### Quoted passage
LPL Investment Holdings Inc.
STOCK OPTION AGREEMENT
     This stock option (the “Agreement”) is granted by LPL Investment Holdings Inc., a Delaware corporation (the “Company”), to the Optionee, pursuant to the Company’s 2008 Stock Option Plan (as amended from time to time, the “Plan”). For purposes of this Agreement, the “Grant Date” shall mean [                    ].
     1. Grant of Option. The Agreement evidences the grant by the Company on the Grant Date to the Optionee of an option to purchase, in whole or in part, on the terms provided herein and in the Plan, ___ shares of Common Stock of the Company, par value $0.001 per share (the “Shares”), at an exercise price of [$___] per Share.
     The Option evidenced by this Agreement is intended to qualify as an incentive stock option under Section 422 of the Internal Revenue Code (the “Code”).
     2. Vesting.
     (a) During Employment. During the Optionee’s Employment, this Option shall vest and become exercisable with respect to 20% of the Shares on each of the first, second, third, fourth and fifth anniversaries of the Grant Date.

### The data
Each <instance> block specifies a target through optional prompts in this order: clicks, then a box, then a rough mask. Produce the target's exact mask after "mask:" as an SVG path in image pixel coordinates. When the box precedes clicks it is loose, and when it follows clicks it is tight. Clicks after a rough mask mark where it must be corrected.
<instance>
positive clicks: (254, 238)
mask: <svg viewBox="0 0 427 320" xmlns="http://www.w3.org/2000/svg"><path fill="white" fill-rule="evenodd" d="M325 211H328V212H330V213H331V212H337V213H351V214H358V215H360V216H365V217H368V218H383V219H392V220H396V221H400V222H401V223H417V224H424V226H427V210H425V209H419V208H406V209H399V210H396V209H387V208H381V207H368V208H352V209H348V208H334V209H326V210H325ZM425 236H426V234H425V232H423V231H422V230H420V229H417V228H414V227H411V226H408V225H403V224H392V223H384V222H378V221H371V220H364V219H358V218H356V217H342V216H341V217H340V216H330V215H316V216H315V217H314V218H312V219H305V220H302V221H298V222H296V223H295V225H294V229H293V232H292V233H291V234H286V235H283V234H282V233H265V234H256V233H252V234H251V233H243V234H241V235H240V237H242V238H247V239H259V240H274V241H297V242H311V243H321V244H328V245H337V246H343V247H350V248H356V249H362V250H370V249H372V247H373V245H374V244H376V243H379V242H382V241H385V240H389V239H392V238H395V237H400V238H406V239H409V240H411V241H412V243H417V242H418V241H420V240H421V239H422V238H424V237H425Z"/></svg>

### Exercise set
1. How would you translate this sentence from the stock option agreement into Spanish: "The Option evidenced by this Agreement is intended to qualify as an incentive stock option under Section 422 of the Internal Revenue Code (the “Code”)."
2. Can you write out the stock option agreement again from "STOCK OPTION AGREEMENT" up to and including "[$___] per Share.", substituting "Grantee" for "Optionee"?
The lines are separate material, unrelated to the stock option agreement.

### Solutions to the problems
1. La Opción que consta en este Acuerdo tiene por objeto calificar como una opción de compra de acciones de incentivo conforme a la Sección 422 del Código de Rentas Internas (el “Código”).

2.
STOCK OPTION AGREEMENT
     This stock option (the “Agreement”) is granted by LPL Investment Holdings Inc., a Delaware corporation (the “Company”), to the Grantee, pursuant to the Company’s 2008 Stock Option Plan (as amended from time to time, the “Plan”). For purposes of this Agreement, the “Grant Date” shall mean [                    ].
     1. Grant of Option. The Agreement evidences the grant by the Company on the Grant Date to the Grantee of an option to purchase, in whole or in part, on the terms provided herein and in the Plan, ___ shares of Common Stock of the Company, par value $0.001 per share (the “Shares”), at an exercise price of [$___] per Share.